Point localization data:
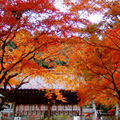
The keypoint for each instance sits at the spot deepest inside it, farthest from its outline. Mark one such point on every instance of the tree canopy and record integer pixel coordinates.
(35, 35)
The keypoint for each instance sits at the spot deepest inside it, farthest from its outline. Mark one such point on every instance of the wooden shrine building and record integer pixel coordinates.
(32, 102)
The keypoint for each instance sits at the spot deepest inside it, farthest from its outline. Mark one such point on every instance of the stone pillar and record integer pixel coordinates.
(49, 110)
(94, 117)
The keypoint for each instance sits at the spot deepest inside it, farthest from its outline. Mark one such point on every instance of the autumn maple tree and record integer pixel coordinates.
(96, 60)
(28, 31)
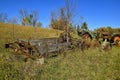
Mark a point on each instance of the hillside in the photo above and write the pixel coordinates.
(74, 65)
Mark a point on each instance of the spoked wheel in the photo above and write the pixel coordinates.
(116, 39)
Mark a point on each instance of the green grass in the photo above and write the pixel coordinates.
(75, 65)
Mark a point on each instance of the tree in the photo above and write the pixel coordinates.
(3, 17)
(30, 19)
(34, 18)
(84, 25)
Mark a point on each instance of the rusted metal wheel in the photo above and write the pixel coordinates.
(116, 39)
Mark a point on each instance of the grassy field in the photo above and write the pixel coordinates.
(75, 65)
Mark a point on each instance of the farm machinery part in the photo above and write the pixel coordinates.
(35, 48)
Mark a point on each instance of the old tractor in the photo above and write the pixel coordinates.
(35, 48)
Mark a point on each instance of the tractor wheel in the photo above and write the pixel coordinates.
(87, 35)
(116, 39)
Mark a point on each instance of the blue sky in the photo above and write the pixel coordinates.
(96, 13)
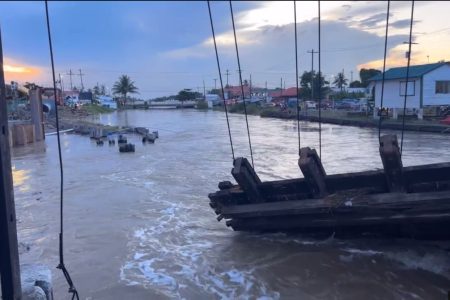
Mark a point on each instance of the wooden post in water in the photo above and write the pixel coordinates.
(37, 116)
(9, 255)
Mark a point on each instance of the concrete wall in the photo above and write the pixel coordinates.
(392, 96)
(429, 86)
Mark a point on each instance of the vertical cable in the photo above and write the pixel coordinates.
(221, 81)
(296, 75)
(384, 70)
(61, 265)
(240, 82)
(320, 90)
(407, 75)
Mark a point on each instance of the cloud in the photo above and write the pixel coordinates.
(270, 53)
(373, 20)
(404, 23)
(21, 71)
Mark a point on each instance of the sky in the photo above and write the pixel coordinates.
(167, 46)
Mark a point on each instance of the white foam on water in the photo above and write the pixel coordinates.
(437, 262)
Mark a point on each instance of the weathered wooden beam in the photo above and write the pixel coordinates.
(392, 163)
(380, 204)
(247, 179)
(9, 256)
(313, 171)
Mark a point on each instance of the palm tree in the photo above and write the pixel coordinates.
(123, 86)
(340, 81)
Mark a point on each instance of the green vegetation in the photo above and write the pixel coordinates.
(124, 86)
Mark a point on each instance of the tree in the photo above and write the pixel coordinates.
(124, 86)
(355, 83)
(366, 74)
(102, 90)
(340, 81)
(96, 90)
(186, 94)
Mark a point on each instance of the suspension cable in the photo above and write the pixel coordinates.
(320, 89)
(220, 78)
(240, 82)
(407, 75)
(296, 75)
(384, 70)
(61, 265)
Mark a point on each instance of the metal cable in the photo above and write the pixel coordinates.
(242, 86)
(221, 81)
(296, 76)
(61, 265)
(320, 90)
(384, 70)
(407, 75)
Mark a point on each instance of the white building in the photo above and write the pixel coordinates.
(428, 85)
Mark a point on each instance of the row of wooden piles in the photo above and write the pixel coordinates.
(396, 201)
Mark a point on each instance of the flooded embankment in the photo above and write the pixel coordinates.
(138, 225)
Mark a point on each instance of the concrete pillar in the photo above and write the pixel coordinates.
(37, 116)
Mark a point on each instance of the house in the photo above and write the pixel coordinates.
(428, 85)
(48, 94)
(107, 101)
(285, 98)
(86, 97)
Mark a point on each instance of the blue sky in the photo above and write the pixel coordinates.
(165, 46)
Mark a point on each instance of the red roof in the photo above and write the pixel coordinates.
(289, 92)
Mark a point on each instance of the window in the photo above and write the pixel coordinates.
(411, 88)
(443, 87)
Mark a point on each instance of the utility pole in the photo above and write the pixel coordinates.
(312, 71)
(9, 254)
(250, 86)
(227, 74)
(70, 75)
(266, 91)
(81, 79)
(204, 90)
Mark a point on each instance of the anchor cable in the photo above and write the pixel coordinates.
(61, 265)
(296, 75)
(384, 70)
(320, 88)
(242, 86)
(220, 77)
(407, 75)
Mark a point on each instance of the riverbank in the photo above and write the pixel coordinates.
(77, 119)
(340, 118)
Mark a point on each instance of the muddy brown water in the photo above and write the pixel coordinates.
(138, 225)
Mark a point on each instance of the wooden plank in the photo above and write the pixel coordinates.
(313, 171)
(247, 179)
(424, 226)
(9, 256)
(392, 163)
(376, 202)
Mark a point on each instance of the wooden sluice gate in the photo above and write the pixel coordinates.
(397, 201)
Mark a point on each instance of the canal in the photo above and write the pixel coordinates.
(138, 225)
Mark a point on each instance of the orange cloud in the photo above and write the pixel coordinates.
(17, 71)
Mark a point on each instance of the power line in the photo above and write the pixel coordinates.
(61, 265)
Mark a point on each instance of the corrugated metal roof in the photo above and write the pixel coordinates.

• _YOUR GOAL_
Set the records down again exactly, and omit any picture in them.

• _ANSWER AREA_
The keypoint for each instance sits at the spot deepest inside it, farthest from its outline. Mark one such point on every instance of the tree canopy and record integer pixel coordinates.
(35, 35)
The keypoint for each instance sits at the spot deepest inside it, farthest from its outline. Mark one such point on every instance of the wooden shrine building and record integer pixel coordinates.
(32, 102)
The keypoint for each instance sits at the spot deepest inside it, farthest from its outline. Mark one such point on every instance of the stone pillar and record integer pixel coordinates.
(49, 110)
(94, 117)
The keypoint for each instance sits at the spot deepest inside it, farthest from its outline. Mark one such point on every instance of the autumn maple tree and record integer pixel coordinates.
(96, 60)
(28, 31)
Mark a point on each instance of the hillside in the photo above and write the pixel coordinates.
(74, 65)
Mark a point on each instance of the spoked wheel in the photo above and write the pixel coordinates.
(116, 39)
Mark a point on each instance of the green grass in the photo above and write the pixel coordinates.
(75, 65)
Mark a point on each instance of the tree in the photo above and write the pixel coordinates.
(3, 17)
(30, 19)
(34, 18)
(84, 25)
Mark a point on each instance of the rusted metal wheel in the photo above and write the pixel coordinates.
(116, 39)
Mark a point on each instance of the grassy field in the photo above and write the pixel coordinates.
(75, 65)
Mark a point on each instance of the farm machinery part in the photo above and write the pixel coordinates.
(35, 48)
Mark a point on each instance of the old tractor in the photo above and write the pixel coordinates.
(35, 48)
Mark a point on each instance of the tractor wheel in the photo above and write the pixel coordinates.
(87, 35)
(116, 39)
Mark a point on each instance of the blue sky in the photo above and write the pixel coordinates.
(96, 13)
Mark a point on each instance of the wooden post in water in the photo above and write the pixel coordinates.
(37, 116)
(9, 255)
Mark a point on each instance of the concrete wall in the photo above and write the pixel coordinates.
(392, 96)
(429, 86)
Mark a point on each instance of the vertical cable in the photo above and write the pixel coordinates.
(221, 81)
(296, 75)
(384, 70)
(61, 265)
(240, 82)
(320, 90)
(407, 75)
Mark a point on each instance of the cloud in the photo above and write the pixel coordinates.
(270, 53)
(373, 20)
(404, 23)
(21, 71)
Mark a point on each instance of the sky in the photo above and write the pixel coordinates.
(167, 46)
Mark a point on each instance of the white foam on water in the photo above and write the pixel coordinates.
(437, 262)
Mark a point on each instance of the weathered wooden beam in the photo above and write the pixel coordinates.
(392, 163)
(380, 204)
(247, 179)
(9, 256)
(313, 171)
Mark a point on each instance of the palm tree in the photo above and write the pixel coordinates.
(123, 86)
(340, 81)
Mark a point on each instance of the green vegetation in the photo above and write the pixel coordinates.
(124, 86)
Mark a point on each instance of the tree in the photo above and write the pixel coordinates.
(124, 86)
(355, 83)
(366, 74)
(102, 90)
(340, 81)
(96, 90)
(186, 94)
Mark a point on each instance of the suspension cable in the photo above and write the pixel coordinates.
(320, 89)
(220, 78)
(240, 82)
(407, 75)
(296, 75)
(384, 70)
(61, 265)
Mark a point on each instance of the metal cable in the photo above and write the pixel coordinates.
(242, 86)
(221, 81)
(296, 76)
(61, 265)
(320, 90)
(384, 70)
(407, 75)
Mark a point on each instance of the white building in the photo above and write the pixel coordinates.
(428, 85)
Mark a point on each instance of the row of wooden piles in the photo above and write the pixel coordinates.
(396, 201)
Mark a point on each instance of the flooded embankment in the photo above and write the pixel coordinates.
(138, 225)
Mark a point on each instance of the concrete pillar in the photo above and write the pixel coordinates.
(37, 116)
Mark a point on each instance of the house in the photo above and write the pixel coordinates.
(428, 85)
(48, 94)
(107, 101)
(285, 98)
(86, 97)
Mark a point on each instance of the blue sky in the photo above and write the pixel coordinates.
(165, 46)
Mark a point on each instance of the red roof in the photo above and write the pixel coordinates.
(289, 92)
Mark a point on each instance of the window in the photo above and write the pixel coordinates.
(411, 88)
(443, 87)
Mark a point on each instance of the utility pole in the photo above and write the pixel coordinates.
(312, 71)
(9, 254)
(250, 86)
(227, 74)
(70, 75)
(266, 91)
(81, 79)
(204, 90)
Mark a point on each instance of the anchor cable in the photo above and write the pixel coordinates.
(61, 265)
(296, 75)
(384, 70)
(320, 88)
(242, 86)
(220, 77)
(407, 75)
Mark a point on each instance of the riverbank in the photo above and write the pixel coordinates.
(77, 119)
(340, 118)
Mark a point on each instance of the muddy brown water in the photo above and write the pixel coordinates.
(138, 225)
Mark a point on each instance of the wooden plank in the photo above and write the pixel coordinates.
(313, 171)
(247, 179)
(424, 226)
(9, 256)
(392, 163)
(376, 202)
Mark a point on each instance of the wooden sluice gate in the photo above and write the pixel coordinates.
(397, 201)
Mark a point on each instance of the canal in the photo above and write the pixel coordinates.
(138, 225)
Mark a point on each instance of the orange cloud in the photo above and write the pixel coordinates.
(17, 71)
Mark a point on each instance of the power line in the photo above and write the pixel coordinates.
(61, 265)
Mark a point on each instance of the corrugated metal roof in the photo above and write the pixel coordinates.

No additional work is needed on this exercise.